A third challenge for engineered proteins in industrial processes is developing cost-effective protein screening assays that are relevant to industrial processes while using minute quantities of protein, to enable R&D. Engineered protein variants can cost >$100 per mg to test at lab scale and are typically used at > 1 mg/mL concentration, which means assays must use very small volumes while recapitulating industrially-relevant conditions in order to screen many variants in a single experiment. For commodities that are traditionally produced without enzymes, standard R&D experiments may use liters of material, so new assays may need to be developed.
As we at Homeworld Collective found in our recent roadmapping work for biotech in CDR, all three of those challenges are limiting efforts to engineer the enzyme carbonic anhydrase for application to direct air capture (DAC) of CO2, despite the possibility for an engineered enzyme to enable substantial reduction of DAC’s cost.
Nonetheless, protein engineering is a tool we frequently see in the hands of practitioners seeking climate impact, particularly in younger cohorts. Most are searching for impactful problems; others have new ideas but lack funding to work outside medicine; and of course many ideas in emerging application areas come from folks who have worked in sustainability for some time. As a practitioner-focused non-profit working to realize the potential for biotech in sustainability, we want to help these hungry protein engineers get to work. That’s why we scoped our first call for proposals to Garden Grants on protein engineering.
Growing ideas with the Homeworld Problem Statement Repository
Because many climate biotech practitioners are working to understand new application areas and find community, Garden Grants is designed to support the growth of knowledge and collaboration in addition to funding early-stage ideas. As discussed in our previous blog post, Garden Grants proposals have public problem statements and private solution statements. Our intention with that structure is to help applicants attract collaborators, thought partners, and funders while teaching the community about high-impact problems, all without divulging applicants’ secret sauce.
But what if you know of a great problem and aren’t yet working on a solution? What if you want to see more attention brought to a whole problem area? Shouldn’t problem statements be able to come first and stand alone, inviting brilliant minds to devise a solution statement? Now we introduce the Homeworld Problem Statement Repository, which hosts public problem statements that need solution statements. By hosting the Repository on PubPub, we enable problem statements to be honed via version updates in response to inline community discourse, and we enable problem statements to be cited via DOI. Anyone can share a problem statement in a Google Doc via this online form (also linked in the Repository page).
The repository currently contains three high-priority problem statements for enabling protein engineering of carbonic anhydrase to impact DAC, corresponding to the three common challenges mentioned above. They address needs for TEA to describe target protein properties, ultrastable enzymes that retain high activity, and development of miniaturized assays that test enzymes cost-effectively while being representative of scaled industrial processes.
Over the coming weeks of Garden Grants Call 1, we will add protein engineering problem statements to the Repository as we work to understand and support the space. We encourage you to participate in collective goal-setting by giving constructive criticism to problem statements inline or by submitting your own problem statements!
As biotechnologists, our work is to reason through dreams of a biological future, understand practical possibilities, clarify what is needed to get there, and build it. Let’s do it together.

Data for analysis:
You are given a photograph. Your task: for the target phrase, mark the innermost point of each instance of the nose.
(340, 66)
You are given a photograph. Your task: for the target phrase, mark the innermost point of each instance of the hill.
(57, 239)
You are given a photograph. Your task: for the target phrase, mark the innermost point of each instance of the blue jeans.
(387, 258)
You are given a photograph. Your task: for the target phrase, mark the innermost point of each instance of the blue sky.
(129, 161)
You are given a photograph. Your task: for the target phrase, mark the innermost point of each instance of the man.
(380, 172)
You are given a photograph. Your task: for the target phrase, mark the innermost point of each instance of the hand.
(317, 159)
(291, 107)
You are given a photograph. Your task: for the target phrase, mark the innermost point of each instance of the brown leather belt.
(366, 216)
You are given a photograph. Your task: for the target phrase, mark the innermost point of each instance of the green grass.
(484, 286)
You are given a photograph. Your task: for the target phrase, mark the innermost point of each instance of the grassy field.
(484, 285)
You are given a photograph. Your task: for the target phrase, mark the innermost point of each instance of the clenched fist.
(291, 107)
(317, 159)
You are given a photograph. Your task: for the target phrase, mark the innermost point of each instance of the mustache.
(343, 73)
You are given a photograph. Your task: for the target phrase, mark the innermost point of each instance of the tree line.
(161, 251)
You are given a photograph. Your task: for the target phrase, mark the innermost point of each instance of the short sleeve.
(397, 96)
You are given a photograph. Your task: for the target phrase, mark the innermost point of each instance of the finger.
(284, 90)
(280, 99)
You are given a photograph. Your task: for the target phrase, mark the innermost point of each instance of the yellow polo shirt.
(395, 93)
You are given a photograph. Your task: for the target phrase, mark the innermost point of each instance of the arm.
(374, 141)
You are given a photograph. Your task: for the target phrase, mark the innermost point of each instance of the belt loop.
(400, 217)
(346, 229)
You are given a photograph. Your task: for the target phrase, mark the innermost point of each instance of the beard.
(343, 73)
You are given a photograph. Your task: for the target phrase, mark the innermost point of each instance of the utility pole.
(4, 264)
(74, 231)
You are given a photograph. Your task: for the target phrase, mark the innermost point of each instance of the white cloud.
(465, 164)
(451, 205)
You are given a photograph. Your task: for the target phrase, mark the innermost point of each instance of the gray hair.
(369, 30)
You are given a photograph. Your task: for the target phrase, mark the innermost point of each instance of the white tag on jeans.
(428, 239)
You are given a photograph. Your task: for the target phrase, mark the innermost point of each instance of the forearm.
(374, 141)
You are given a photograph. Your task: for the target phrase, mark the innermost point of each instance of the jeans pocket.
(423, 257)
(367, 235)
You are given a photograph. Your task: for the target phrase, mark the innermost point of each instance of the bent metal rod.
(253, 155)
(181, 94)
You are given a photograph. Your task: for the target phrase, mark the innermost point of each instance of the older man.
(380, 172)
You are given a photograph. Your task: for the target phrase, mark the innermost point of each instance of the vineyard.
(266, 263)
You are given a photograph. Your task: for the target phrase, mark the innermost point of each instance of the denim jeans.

What to work on:
In the Garden Grants text, the repository holds three problem statements about carbonic anhydrase. List the needs they address.

Task solution:
- TEA to describe target protein properties
- Ultrastable enzymes that retain high activity
- Development of miniaturized assays that test enzymes cost-effectively while being representative of scaled industrial processes